▶ **PAGE EXTRACT**
A: Because I think with the right mindset you can solve pretty much any problem which is thrown at you - you being either you individually or collectively as the team. Because whatever level you need to get to, you can at least go down to first principles and then build back up from it in the way that you are then wanting to do.
Experience is a shortcut for that. So experience is great if you've got it, but experience with the wrong mindset won't work. Some of those quotes that I had there, particularly the ones around velocity of "Oh well, we're blocked by this team" or "The ticket wasn't clear and so we're going to bump it to the next sprint" or whatever that is - that's mindset. That's either a can-do or can't-do mindset, and those might be super senior people or super experienced people who are saying those things.
And that's going to massively slow you down. In the right company, in the right situation, the right structure, that will be fine; in others it won't be. So what's the mindset that you want for your team? And I would always say that that is non-negotiable - you need that mindset to be understood across the board.
Q: The problem with speed is the "good enough" mindset. Instead of improving the "good enough" product, a lot of organizations just move on to the next "good enough" product.
A: It's 100% right. I think companies that do that or teams that do that, it tends to be this sort of feature mindset of "Right, we've built this thing, right what's the next thing?" It's like tick boxes on a SaaS feature comparison sort of thing.
If you're building a SaaS product and you haven't found product-market fit and you're in a particular situation where sales have committed to a bunch of stuff, yeah, maybe that's the right thing to do. But "good enough" isn't about shipping features - it's about have you really deeply solved that user problem and are you seeing that flow through in however you're measuring it?
That could be anything from something like NPS or CSAT all the way through to something big like LTV or CAC or whatever it might be. And so I think as a team you can really control that by focusing on what's that user problem and how you're measuring it. And if you haven't made that difference yet, don't move on.
Yes, you've shipped a thing, but it's only just good enough and so we haven't had that impact - we're not seeing whatever it might be, it's not meeting our quality bar, it's not whatever it is. So again, it comes back to that mindset, it comes back to those sorts of things.
But I very much recognize that pattern - it's a nasty place to be, but I think that's really about influencing up and trying to get that sort of set of agreements, set of principles in the team of this is what we mean by "done." "Done" isn't shipped the thing - "done" is we've solved the problem and we understand what's happening there.
Q: This people-first mindset - how do you learn to hire exactly the right people in the right place?
A: It's tricky. Hiring is hard, hiring is really hard. It's taken me a long time to get even passable at it. Some people are absolute naturals, so one thing I would say is if you've got people who are just really good at hiring:

  • Lean on that
  • Really get them involved
  • Get them hiring as many people as possible
  • Get them to be teaching others and training others how to do it
    Another good way is to sit in on good interviews, in inverted commas I would say. But I think stepping back from that, which might be the thing behind the question, is what is "right" is essentially what it's about. And that generally isn't "Oh we need another front-end engineer" or "We need another PM" or whatever it is, and so "Right, where's our PM job spec, dust that off."
    It's about thinking about what "right" means. Yes, you might have a PM with a set of experience, number of years, number of whatever, but:
  • Where do you want them on that pirate-worker bee spectrum?
  • Answer questions like that to allow you to filter for that
  • Think about your hiring process - does it allow you to get into that?
  • Do you have your best people doing the hiring? Because your best people are probably the best at sniffing out other great people.

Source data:
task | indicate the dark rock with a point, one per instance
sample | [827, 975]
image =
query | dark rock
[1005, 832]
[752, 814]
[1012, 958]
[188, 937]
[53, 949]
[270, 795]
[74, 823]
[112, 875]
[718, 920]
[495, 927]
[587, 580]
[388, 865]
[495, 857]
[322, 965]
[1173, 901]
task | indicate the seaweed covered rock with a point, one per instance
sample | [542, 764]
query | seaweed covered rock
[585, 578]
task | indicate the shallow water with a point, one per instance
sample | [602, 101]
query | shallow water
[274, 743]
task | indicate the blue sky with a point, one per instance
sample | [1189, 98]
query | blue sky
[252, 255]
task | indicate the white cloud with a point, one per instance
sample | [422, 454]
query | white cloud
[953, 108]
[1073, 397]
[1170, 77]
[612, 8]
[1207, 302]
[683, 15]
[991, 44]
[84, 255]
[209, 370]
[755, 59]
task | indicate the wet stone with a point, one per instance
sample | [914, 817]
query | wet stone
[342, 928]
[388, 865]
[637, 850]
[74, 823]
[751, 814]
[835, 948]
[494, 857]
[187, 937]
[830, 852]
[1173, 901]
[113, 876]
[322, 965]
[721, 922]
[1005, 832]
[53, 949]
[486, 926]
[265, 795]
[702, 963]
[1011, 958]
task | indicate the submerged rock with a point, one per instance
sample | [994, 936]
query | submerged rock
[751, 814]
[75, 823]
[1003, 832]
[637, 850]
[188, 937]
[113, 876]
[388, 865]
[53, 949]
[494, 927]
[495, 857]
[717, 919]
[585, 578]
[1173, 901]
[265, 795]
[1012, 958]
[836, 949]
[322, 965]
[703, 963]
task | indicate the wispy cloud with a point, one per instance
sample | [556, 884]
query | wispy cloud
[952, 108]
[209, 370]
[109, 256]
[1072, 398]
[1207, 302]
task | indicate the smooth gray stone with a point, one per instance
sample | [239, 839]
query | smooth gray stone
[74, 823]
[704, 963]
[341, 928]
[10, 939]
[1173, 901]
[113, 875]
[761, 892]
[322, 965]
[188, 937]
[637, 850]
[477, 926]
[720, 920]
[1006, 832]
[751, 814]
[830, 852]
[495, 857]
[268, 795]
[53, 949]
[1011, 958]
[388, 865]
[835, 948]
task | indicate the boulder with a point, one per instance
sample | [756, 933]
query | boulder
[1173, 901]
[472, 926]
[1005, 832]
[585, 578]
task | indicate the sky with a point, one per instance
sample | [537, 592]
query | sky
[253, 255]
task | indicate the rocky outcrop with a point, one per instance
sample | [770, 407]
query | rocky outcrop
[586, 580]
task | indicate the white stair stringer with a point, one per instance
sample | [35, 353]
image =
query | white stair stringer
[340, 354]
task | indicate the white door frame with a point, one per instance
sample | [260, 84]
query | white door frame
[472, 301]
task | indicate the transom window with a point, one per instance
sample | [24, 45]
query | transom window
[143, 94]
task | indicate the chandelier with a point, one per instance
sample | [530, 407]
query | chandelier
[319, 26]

▶ **EXERCISE PROMPT**
From the interview transcript above, reproduce the passage between "And that's going" and "sort of thing.", inclusive, with no changes.

▶ **FINISHED TASK**
And that's going to massively slow you down. In the right company, in the right situation, the right structure, that will be fine; in others it won't be. So what's the mindset that you want for your team? And I would always say that that is non-negotiable - you need that mindset to be understood across the board.
Q: The problem with speed is the "good enough" mindset. Instead of improving the "good enough" product, a lot of organizations just move on to the next "good enough" product.
A: It's 100% right. I think companies that do that or teams that do that, it tends to be this sort of feature mindset of "Right, we've built this thing, right what's the next thing?" It's like tick boxes on a SaaS feature comparison sort of thing.